**Given request**:
Change "one per instance" to "one for each instance" everywhere it occurs in the lines below, and keep everything else the same except for leaving out the pictures.

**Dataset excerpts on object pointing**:
------------

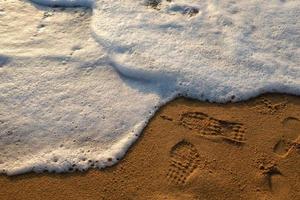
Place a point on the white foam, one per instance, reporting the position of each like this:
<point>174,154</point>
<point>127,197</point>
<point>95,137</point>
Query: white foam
<point>65,3</point>
<point>85,110</point>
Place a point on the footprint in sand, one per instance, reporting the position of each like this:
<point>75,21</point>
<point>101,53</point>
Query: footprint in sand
<point>265,106</point>
<point>291,139</point>
<point>184,160</point>
<point>212,128</point>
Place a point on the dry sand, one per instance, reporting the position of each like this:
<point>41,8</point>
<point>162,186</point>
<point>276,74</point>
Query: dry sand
<point>192,150</point>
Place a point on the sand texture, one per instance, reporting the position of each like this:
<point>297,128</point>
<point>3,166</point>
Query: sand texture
<point>192,150</point>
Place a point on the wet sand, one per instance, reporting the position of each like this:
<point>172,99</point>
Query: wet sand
<point>192,150</point>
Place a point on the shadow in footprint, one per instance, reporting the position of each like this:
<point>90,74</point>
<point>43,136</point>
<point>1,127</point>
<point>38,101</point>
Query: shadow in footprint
<point>184,159</point>
<point>212,128</point>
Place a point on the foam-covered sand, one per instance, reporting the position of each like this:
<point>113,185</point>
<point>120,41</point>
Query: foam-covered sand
<point>78,85</point>
<point>190,151</point>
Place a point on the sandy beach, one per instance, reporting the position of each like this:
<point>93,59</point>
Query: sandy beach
<point>192,150</point>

------------

**Answer to this task**:
Place a point on the white foam, one for each instance, reporting the position of each like this:
<point>174,154</point>
<point>127,197</point>
<point>95,137</point>
Query: white foam
<point>65,3</point>
<point>85,110</point>
Place a point on the footprint in sand, one for each instance, reporting the position of each like this:
<point>75,21</point>
<point>101,53</point>
Query: footprint in sand
<point>265,106</point>
<point>291,139</point>
<point>184,160</point>
<point>212,128</point>
Place a point on the dry sand, one for each instance, reporting the position of each like this:
<point>41,8</point>
<point>162,186</point>
<point>276,74</point>
Query: dry sand
<point>192,150</point>
Place a point on the sand texture, one for each instance, reporting the position of each like this:
<point>297,128</point>
<point>3,166</point>
Query: sand texture
<point>192,150</point>
Place a point on the wet sand, one for each instance, reporting the position of each like this:
<point>172,99</point>
Query: wet sand
<point>192,150</point>
Place a point on the shadow in footprint, one for each instance, reporting the position of each like this:
<point>90,74</point>
<point>43,136</point>
<point>1,127</point>
<point>38,101</point>
Query: shadow in footprint
<point>184,159</point>
<point>212,128</point>
Place a point on the foam-covered sand, one for each instance, reporting the position of each like this:
<point>113,185</point>
<point>120,41</point>
Query: foam-covered sand
<point>78,85</point>
<point>190,151</point>
Place a point on the sandy beach, one for each instance, reporting the position of each like this:
<point>93,59</point>
Query: sandy beach
<point>192,150</point>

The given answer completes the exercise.